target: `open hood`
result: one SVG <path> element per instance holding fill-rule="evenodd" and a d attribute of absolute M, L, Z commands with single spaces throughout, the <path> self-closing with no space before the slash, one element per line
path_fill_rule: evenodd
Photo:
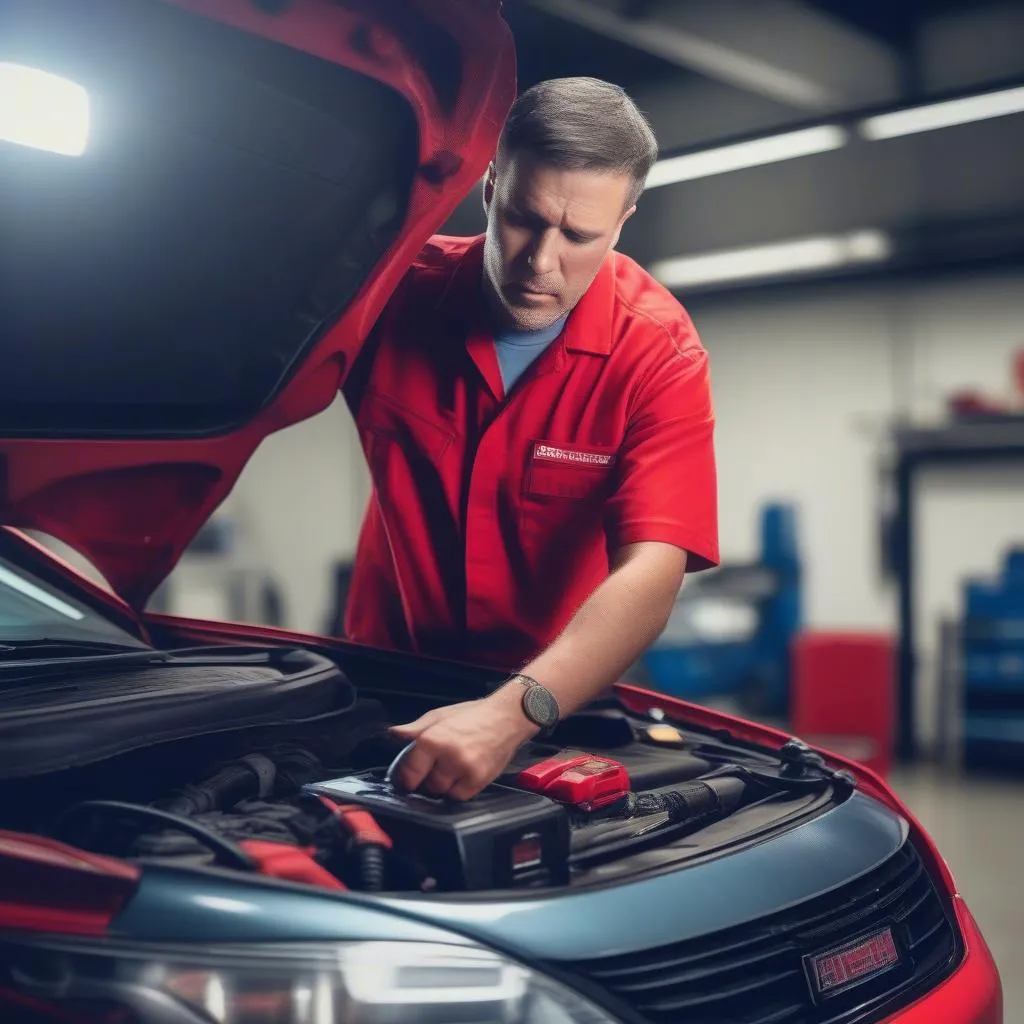
<path fill-rule="evenodd" d="M 499 7 L 0 0 L 0 521 L 145 605 L 483 174 Z"/>

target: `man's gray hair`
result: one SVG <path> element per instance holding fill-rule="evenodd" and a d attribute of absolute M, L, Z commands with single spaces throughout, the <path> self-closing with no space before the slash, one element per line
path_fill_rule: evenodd
<path fill-rule="evenodd" d="M 628 174 L 633 187 L 626 205 L 632 206 L 658 159 L 658 141 L 621 87 L 599 78 L 552 78 L 512 105 L 498 143 L 499 164 L 517 152 L 562 170 Z"/>

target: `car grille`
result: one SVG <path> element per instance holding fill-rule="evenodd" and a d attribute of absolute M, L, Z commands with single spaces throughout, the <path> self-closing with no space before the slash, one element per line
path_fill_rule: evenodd
<path fill-rule="evenodd" d="M 803 957 L 887 925 L 904 952 L 903 968 L 815 1005 Z M 909 1000 L 926 978 L 950 970 L 956 951 L 942 901 L 906 843 L 849 885 L 771 917 L 641 953 L 558 967 L 653 1024 L 826 1024 L 859 1021 L 882 1006 L 892 1012 L 900 994 Z"/>

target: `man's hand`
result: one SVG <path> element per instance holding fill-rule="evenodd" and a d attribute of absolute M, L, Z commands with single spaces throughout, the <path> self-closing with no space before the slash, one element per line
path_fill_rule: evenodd
<path fill-rule="evenodd" d="M 422 786 L 453 800 L 476 796 L 537 733 L 523 714 L 522 696 L 522 687 L 512 683 L 482 700 L 435 708 L 393 726 L 393 735 L 416 741 L 398 768 L 399 785 L 410 792 Z"/>

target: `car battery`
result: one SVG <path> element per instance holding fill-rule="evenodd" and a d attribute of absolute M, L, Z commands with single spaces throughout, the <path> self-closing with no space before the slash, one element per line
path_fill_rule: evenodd
<path fill-rule="evenodd" d="M 416 862 L 437 889 L 476 892 L 569 880 L 568 816 L 540 794 L 491 785 L 459 802 L 403 792 L 377 770 L 305 791 L 366 808 L 394 852 Z"/>

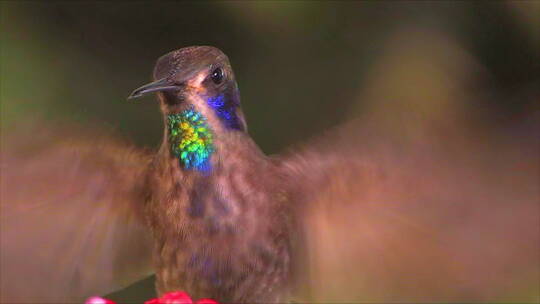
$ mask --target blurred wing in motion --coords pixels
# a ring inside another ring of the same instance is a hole
[[[140,210],[150,157],[45,132],[3,140],[1,302],[76,303],[151,274]]]
[[[296,299],[538,301],[536,127],[422,130],[356,122],[284,158],[302,202]]]
[[[284,158],[300,301],[540,300],[540,95],[504,112],[485,71],[447,35],[398,30],[360,121]]]

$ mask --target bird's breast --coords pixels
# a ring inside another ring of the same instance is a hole
[[[186,290],[222,302],[280,299],[289,271],[288,225],[275,192],[260,184],[218,174],[184,180],[161,197],[157,205],[169,208],[155,214],[169,224],[155,233],[160,293]]]

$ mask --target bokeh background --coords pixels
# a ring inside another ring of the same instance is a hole
[[[366,95],[468,90],[467,107],[498,123],[538,98],[535,1],[1,5],[3,129],[39,112],[156,146],[156,104],[126,96],[159,56],[189,45],[229,55],[250,134],[269,153],[361,114],[374,102]],[[430,107],[444,104],[433,97]]]
[[[228,54],[249,133],[269,154],[354,118],[518,135],[538,119],[538,1],[2,1],[0,8],[2,138],[39,117],[156,147],[156,102],[126,97],[149,81],[159,56],[189,45]],[[152,284],[111,297],[149,298]]]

* * *

#### [Exercise instructions]
Where a line of the data contains "coords", copy that line.

#### [Finished task]
$ mask --target blurred wing in motion --coords pixels
$ mask --target bird's breast --coords pixels
$ mask --target bokeh background --coords pixels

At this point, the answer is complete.